Jobs:
a) In the dam-mapping tutorial, rewrite the code paragraph that begins "dams_sf <- st_as_sf" as a short bulleted list of what it does.
b) In the dam-mapping tutorial, which layer is read for the California state border?
c) Transcribe part of the dam-mapping tutorial, beginning at the words "Convert lat/lon numbers" and stopping after "plot(dams_sf)".

Document excerpt:

Convert lat/lon numbers to simple features data (sf)

dams_sf <- st_as_sf(dams, coords = c("longitude", "latitude"))
st_crs(dams_sf) <- 4326

plot(dams_sf)
## Warning: plotting the first 9 out of 67 attributes; use max.plot = 67 to
## plot all
## Warning in min(x): no non-missing arguments to min; returning Inf
## Warning in max(x): no non-missing arguments to max; returning -Inf

Now, lets read n the shapefile data for the state of CA (outer boundary TIGER shapefile data)

ca_border <- read_sf(here::here("ca_state_border"), layer = "CA_State_TIGER2016")

plot(ca_border)
## Warning: plotting the first 9 out of 14 attributes; use max.plot = 14 to
## plot all

Now, plot dams n CA over the top of the CA outline:

ggplot() +
  geom_sf(data = ca_border, fill = "red") +
  geom_sf(data = dams_sf, aes(size = dam_height, color = county), alpha = 0.5, show.legend = FALSE) +
  theme_minimal()

Making an animated plot:

ggplot() +
  geom_sf(data = ca_border) +
  geom_sf(data = dams_sf, size = 1.5, color = "gray50") +
  theme_void() +
  labs(title = 'Year: {round(frame_time, 0)}') +
  transition_time(year_completed) +
  shadow_mark(alpha = 1)

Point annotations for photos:

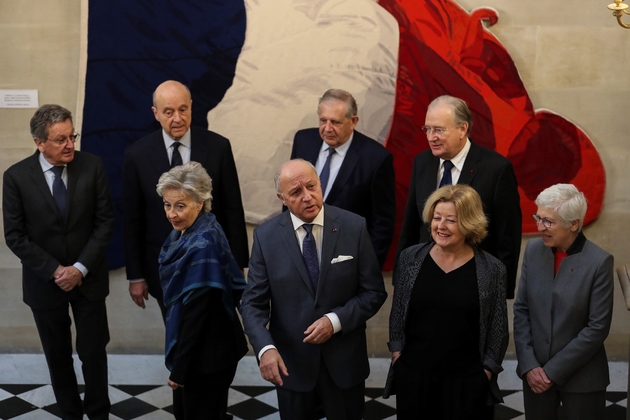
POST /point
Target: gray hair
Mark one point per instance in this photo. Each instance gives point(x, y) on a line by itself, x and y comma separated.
point(460, 109)
point(343, 96)
point(46, 116)
point(190, 178)
point(276, 177)
point(185, 87)
point(566, 201)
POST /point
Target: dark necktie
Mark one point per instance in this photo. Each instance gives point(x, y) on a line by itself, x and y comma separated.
point(325, 175)
point(447, 179)
point(176, 159)
point(60, 194)
point(309, 253)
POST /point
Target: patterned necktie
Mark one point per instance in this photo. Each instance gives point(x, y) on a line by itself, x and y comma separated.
point(309, 253)
point(176, 159)
point(447, 179)
point(325, 175)
point(60, 193)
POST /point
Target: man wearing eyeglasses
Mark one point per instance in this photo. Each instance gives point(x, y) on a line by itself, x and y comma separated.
point(453, 158)
point(356, 172)
point(58, 220)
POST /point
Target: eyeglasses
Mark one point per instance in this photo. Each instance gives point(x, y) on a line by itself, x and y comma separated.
point(73, 138)
point(438, 131)
point(546, 222)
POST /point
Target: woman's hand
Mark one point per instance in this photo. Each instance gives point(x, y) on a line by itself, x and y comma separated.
point(174, 385)
point(538, 380)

Answers below:
a)
- Converts the `dams` data into a simple features object, `dams_sf`, using the `longitude` and `latitude` columns as coordinates.
- Sets the coordinate reference system of `dams_sf` to 4326.

b) CA_State_TIGER2016

c)
Convert lat/lon numbers to simple features data (sf)

dams_sf <- st_as_sf(dams, coords = c("longitude", "latitude"))
st_crs(dams_sf) <- 4326

plot(dams_sf)